## EXERCISE OBJECTIVE
Please repeat all the entries. Nothing may differ.

## SOURCE MATERIAL
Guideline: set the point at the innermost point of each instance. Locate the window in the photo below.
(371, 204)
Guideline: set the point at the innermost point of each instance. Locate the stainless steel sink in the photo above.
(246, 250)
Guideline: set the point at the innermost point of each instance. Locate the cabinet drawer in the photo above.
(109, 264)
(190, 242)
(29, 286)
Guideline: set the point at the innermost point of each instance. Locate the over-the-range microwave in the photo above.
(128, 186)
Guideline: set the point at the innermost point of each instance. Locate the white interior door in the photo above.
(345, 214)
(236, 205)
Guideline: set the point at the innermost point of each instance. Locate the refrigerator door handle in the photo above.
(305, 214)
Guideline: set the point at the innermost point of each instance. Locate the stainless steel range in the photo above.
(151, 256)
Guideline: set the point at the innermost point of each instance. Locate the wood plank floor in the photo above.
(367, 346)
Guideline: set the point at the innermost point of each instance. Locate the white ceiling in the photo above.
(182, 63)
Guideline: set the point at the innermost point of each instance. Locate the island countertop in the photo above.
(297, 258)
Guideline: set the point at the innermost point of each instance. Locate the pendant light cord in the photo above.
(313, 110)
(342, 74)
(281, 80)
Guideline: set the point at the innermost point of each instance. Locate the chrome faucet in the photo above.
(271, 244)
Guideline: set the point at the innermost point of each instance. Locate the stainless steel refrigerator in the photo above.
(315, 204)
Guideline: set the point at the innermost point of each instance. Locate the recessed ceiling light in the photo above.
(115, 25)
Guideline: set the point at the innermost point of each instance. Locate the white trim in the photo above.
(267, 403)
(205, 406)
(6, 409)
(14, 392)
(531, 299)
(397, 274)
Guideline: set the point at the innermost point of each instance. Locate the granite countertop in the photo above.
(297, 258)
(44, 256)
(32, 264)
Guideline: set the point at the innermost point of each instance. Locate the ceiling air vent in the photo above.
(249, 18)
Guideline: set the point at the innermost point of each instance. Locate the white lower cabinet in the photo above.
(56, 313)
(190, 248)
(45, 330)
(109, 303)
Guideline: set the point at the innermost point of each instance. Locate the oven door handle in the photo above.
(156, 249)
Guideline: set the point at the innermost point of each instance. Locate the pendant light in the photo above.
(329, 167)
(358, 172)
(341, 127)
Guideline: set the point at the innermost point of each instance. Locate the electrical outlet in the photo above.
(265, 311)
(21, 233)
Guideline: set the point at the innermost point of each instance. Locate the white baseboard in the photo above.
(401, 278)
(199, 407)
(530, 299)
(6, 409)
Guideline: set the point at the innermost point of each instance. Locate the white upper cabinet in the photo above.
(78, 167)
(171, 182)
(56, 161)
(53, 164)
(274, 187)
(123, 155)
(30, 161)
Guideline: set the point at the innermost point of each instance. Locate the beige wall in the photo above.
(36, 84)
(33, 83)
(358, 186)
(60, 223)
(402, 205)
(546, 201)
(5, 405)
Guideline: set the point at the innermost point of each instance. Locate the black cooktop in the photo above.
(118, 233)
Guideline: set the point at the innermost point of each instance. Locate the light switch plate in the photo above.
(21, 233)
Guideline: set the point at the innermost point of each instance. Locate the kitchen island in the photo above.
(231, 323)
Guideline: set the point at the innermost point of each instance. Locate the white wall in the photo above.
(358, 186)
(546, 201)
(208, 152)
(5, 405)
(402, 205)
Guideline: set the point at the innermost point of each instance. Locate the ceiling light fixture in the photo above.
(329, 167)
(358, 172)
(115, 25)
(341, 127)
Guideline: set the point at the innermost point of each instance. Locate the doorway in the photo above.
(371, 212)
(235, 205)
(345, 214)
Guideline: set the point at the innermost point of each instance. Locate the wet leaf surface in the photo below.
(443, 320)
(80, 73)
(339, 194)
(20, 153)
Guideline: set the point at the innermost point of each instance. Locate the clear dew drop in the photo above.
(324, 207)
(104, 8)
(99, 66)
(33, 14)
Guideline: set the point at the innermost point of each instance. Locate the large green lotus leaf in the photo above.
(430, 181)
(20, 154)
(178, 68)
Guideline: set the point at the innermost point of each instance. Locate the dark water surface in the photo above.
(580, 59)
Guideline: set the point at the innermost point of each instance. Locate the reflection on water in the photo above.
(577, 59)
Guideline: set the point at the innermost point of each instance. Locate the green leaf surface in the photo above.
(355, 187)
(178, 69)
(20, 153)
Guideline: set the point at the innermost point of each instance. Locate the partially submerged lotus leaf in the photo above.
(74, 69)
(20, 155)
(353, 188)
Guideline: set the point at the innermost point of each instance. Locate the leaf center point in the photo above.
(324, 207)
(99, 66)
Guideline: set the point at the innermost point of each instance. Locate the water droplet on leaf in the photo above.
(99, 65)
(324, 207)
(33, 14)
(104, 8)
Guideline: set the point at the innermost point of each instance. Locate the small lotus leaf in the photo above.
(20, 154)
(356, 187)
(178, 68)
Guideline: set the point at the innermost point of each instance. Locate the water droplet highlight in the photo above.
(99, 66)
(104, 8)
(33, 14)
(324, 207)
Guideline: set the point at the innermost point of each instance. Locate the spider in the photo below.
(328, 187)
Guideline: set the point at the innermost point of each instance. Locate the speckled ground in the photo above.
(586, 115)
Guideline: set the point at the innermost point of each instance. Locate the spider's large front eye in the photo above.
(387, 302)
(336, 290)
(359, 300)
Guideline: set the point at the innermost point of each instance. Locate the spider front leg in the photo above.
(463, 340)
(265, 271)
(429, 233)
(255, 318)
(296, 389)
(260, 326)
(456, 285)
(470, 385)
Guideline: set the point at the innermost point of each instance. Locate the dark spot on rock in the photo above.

## REPLY TO THE EXERCISE
Guideline: set the point at the innermost point of each instance. Locate the window in the photo below.
(371, 204)
Guideline: set the point at the innermost point of each instance. Locate the stainless steel sink in the photo above.
(246, 250)
Guideline: set the point at the innermost point of each instance. Locate the cabinet drawer in the photo above.
(109, 264)
(190, 242)
(29, 286)
Guideline: set the point at the innermost point of each instance. Locate the over-the-range microwave in the photo above.
(128, 186)
Guideline: set the point at the innermost point of each instance. Locate the white interior door in the photo above.
(345, 214)
(236, 205)
Guideline: set the point at the innermost point of each instance. Locate the refrigerator door handle in the photo above.
(305, 214)
Guideline: set the point at the innermost point of each instance. Locate the stainless steel range in the photo above.
(151, 256)
Guideline: set the point at the innermost point of each instance. Locate the wood plank floor in the photo above.
(367, 346)
Guideline: set the point at the innermost point of each instance. Locate the white ceiling in the photo above.
(182, 63)
Guideline: set the point at the innermost point of each instance. Locate the island countertop in the photo above.
(297, 258)
Guideline: set the point at the innermost point of each instance. Locate the pendant light cord in the photo above.
(313, 110)
(342, 74)
(281, 80)
Guideline: set the point at the innermost point of each instance. Locate the chrome faucet in the photo above.
(271, 244)
Guideline: set the point at the innermost point of each instance. Locate the stainless steel refrigerator in the photo above.
(315, 204)
Guideline: set the point at the innermost point of each instance. Locate the recessed ceiling light in the photo above.
(115, 25)
Guideline: set the point at the innermost point of each instance. Locate the white trim in the photo above.
(267, 403)
(205, 406)
(6, 409)
(14, 392)
(531, 299)
(397, 274)
Guideline: set the point at the innermost point of each instance. Locate the granite countertop in the photo above.
(297, 258)
(44, 256)
(32, 264)
Guideline: set the point at the innermost point of each instance. Locate the ceiling air vent in the photo above.
(249, 18)
Guideline: set the point at the innermost point of each instance. Locate the white lower cabinet in the photo above.
(56, 313)
(190, 248)
(45, 330)
(109, 303)
Guideline: set the point at the innermost point of each instance. Locate the oven door handle in the photo above.
(156, 249)
Guideline: set the point at the innermost point of each instance. Locate the pendant light in the photo above.
(329, 167)
(358, 172)
(341, 127)
Guideline: set the point at the innermost point of each instance. Locate the electrical outlet in the photo above.
(265, 311)
(21, 233)
Guideline: set the point at the innermost point of each instance. Locate the white baseboard in the photo above.
(401, 278)
(199, 407)
(530, 299)
(6, 409)
Guideline: set the point at the innermost point of each instance. Locate the white upper cabinet in the photo above.
(78, 167)
(171, 182)
(56, 161)
(53, 164)
(274, 187)
(123, 155)
(30, 161)
Guideline: set the point at the innermost point of each instance. Locate the beige wall in the photo above.
(36, 84)
(33, 83)
(358, 186)
(60, 223)
(402, 205)
(546, 201)
(5, 405)
Guideline: set the point at the innermost point of each instance. Locate the black cooktop in the photo above.
(118, 233)
Guideline: set the point at the innermost point of each instance. Locate the light switch plate in the photo above.
(21, 233)
Guideline: set the point at the innermost point of each instance. Locate the kitchen island in the photo above.
(231, 323)
Guideline: set the point at the innermost point of each instance. Locate the white wall in the photo above.
(358, 186)
(546, 201)
(208, 152)
(5, 405)
(402, 205)
Guideline: set the point at the innermost point of each instance. Locate the ceiling light fixture in the photo above.
(329, 167)
(358, 172)
(115, 25)
(341, 127)
Guideline: set the point at the innermost point of each instance. Locate the doorway in the photo above.
(371, 212)
(235, 205)
(345, 214)
Guideline: set the point at the innermost point of each instance. Locate the wet leaf surface in the photo below.
(443, 320)
(80, 73)
(339, 194)
(20, 153)
Guideline: set the point at the innermost point of each instance. Locate the clear dew drop in the photo above.
(324, 207)
(104, 8)
(99, 66)
(33, 14)
Guideline: set the point at the innermost point of each instance. Locate the large green lotus leaf in the photo above.
(430, 181)
(20, 154)
(178, 68)
Guideline: set the point at the innermost point of each instance. Locate the dark water surface in the photo above.
(580, 59)
Guideline: set the point at the innermost point of each instance. Locate the reflection on water in the photo above.
(577, 59)
Guideline: set the point at the innermost point of each instance. Locate the green leaf surface in the photo above.
(355, 187)
(178, 69)
(20, 153)
Guideline: set the point at the innermost point of each instance. Locate the partially submerged lotus leaf in the photo above.
(74, 69)
(20, 155)
(353, 188)
Guideline: set the point at the innermost point of each instance. Locate the leaf center point in the photo above.
(324, 207)
(99, 66)
Guideline: set the point at the innermost point of each instance. Locate the water droplet on leaf in the photo above.
(99, 65)
(324, 207)
(33, 14)
(104, 8)
Guideline: set the point at the innermost point of each instance. Locate the small lotus leaf in the photo above.
(20, 154)
(356, 187)
(178, 68)
Guideline: set the point at the innermost point of each instance. Locate the water droplet highlight in the photo above.
(99, 66)
(104, 8)
(33, 14)
(324, 207)
Guideline: set the point at the innermost point of each instance. Locate the spider in the photo below.
(328, 187)
Guideline: set the point at the innermost point of each instance. Locate the speckled ground in the photo above.
(586, 115)
Guideline: set the point at the innermost point of each instance. Locate the spider's large front eye in the photo above.
(387, 302)
(336, 290)
(359, 300)
Guideline: set the point at the innermost point of each instance. Locate the spider front leg in the photo above.
(463, 340)
(265, 271)
(429, 233)
(255, 318)
(296, 389)
(260, 326)
(456, 285)
(470, 385)
Guideline: set the point at the innermost point of each instance. Locate the dark spot on rock in the photo above.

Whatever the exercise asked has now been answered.